During daily operation and maintenance, a monitoring job may fail due to various causes. This topic describes the error scenarios, causes, and solutions to help you quickly fix the issues.
In ARMS, a monitoring job has three phases:
Data pulling: ARMS computing cluster pulls data from data sources, such as Loghub and ECS Log.
Data cleansing: Having pulled data, ARMS cleanses (or splits) it. The number of data records that are successfully cleansed is displayed.
Data aggregation: After cleansing data, ARMS performs data aggregation and data persistence operations in the memory. The number of such operations is displayed.
In each of the preceding steps, ARMS displays the running details after a job is created and started. On the Jobs page under Custom Monitoring, click a target job. The running details of this job are displayed, as shown in the following figure:
Each chart on this page displays the number of data lines processed by ARMS at the corresponding system time.
When an error occurs, you can perform diagnosis based on the information displayed on this page. Here are some typical cases.
Check the following items:
- If the monitoring job is just started, wait for one or two minutes until data pulling is completed.
- It’s possible that no data is generated during this time slot. In this case, click the clock icon on the panel, extend the time range, and check if any historical data is available.
Normally, each of the three charts has only one blue line. If an error occurs, an extra red line appears in the chart. An error may occur in any of the three phases of a job. You can click the exclamation point to view the details of the sample to identify the cause. Here is an example of how to diagnose the exception in data cleansing and data aggregation.
When a red curve appears, click the exclamation point to check the exception type. As shown in the following figure, Type conversion exception is thrown for the field with the code SG10100.
A typical case is that, when using intelligent splitting, the provided field value is considered to be of Long type, while the generated data contains values of String type which cannot be converted to Long type.
Pause and edit the monitoring job. On the Log Cleansing page of step 2, select Custom Splitting to convert LongKey code into StringKey code. Then, save the settings and resume the monitoring job.
Resume the monitoring job, and the subsequent values on the red line change to 0. The splitting exception is fixed.
Continued from the preceding example, the splitting exception is fixed by adjusting the splitting model, but a data aggregation exception is thrown.
Click the exclamation point, and you can see the exception is about a String cannot be converted into a Number, as shown in the following figure:
Check if any arithmetic operations have been performed on the LongKey code during the creation of the datasets. It turns out that the SUM operation has been performed on the “code” field in one of the datasets, with the purpose of testing if the SUM function works.
Remove SUM, and the exception is fixed.

·····

- [EXERCISE REQUIREMENTS]:
[1] In the ARMS troubleshooting text, what operation had been performed on the "code" field and had to be removed to fix the data aggregation exception?
[2] List the phases of a monitoring job in ARMS named in the ARMS troubleshooting text.

·····

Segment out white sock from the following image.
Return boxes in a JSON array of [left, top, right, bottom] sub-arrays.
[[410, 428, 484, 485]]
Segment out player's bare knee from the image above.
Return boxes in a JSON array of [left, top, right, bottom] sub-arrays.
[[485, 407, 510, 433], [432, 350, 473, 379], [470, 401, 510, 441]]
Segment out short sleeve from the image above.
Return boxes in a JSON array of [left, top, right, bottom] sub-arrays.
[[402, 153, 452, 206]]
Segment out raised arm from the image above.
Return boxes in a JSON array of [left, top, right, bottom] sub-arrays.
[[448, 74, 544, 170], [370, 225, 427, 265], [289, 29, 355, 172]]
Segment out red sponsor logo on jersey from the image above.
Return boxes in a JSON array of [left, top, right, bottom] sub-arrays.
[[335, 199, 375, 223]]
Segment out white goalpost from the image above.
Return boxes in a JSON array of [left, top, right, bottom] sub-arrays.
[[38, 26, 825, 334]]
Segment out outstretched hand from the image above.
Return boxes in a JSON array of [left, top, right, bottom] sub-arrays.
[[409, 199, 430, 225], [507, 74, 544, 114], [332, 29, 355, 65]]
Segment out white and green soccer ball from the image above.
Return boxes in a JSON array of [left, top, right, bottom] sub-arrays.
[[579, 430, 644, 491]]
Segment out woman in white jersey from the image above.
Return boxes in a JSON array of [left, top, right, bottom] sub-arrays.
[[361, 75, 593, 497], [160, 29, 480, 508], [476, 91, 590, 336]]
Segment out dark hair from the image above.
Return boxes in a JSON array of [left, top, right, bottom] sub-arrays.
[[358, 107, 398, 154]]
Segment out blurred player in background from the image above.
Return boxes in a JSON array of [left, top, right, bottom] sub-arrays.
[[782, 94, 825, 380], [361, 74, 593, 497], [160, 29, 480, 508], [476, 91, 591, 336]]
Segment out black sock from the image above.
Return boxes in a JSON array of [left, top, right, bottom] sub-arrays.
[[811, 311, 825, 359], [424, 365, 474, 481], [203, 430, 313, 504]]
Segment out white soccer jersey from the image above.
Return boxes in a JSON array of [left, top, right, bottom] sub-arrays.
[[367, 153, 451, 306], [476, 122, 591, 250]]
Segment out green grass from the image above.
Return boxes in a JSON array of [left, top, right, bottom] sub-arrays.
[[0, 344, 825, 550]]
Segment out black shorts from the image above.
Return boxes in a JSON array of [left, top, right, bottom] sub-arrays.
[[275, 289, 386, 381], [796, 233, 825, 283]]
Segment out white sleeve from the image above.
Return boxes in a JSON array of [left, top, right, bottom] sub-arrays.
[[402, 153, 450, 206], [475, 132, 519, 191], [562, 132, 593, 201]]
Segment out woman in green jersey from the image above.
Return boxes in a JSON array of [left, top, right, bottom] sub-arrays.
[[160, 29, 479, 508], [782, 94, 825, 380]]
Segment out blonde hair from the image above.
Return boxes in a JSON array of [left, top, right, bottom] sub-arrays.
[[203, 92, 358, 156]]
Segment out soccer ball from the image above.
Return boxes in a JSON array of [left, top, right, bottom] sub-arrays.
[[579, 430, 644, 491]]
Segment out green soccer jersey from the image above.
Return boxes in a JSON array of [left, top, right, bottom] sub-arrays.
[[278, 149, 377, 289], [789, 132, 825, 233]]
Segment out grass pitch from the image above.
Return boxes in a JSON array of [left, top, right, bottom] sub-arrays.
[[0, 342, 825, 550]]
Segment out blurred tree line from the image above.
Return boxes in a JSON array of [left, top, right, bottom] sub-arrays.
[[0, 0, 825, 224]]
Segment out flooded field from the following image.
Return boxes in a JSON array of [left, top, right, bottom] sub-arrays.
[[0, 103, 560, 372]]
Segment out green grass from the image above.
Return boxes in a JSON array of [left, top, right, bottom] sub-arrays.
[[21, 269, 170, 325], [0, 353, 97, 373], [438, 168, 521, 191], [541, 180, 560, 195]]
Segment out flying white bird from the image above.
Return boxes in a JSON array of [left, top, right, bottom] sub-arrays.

·····

- [PER-TASK ANSWERS]:
[1] The SUM operation.

[2] Data pulling, data cleansing, data aggregation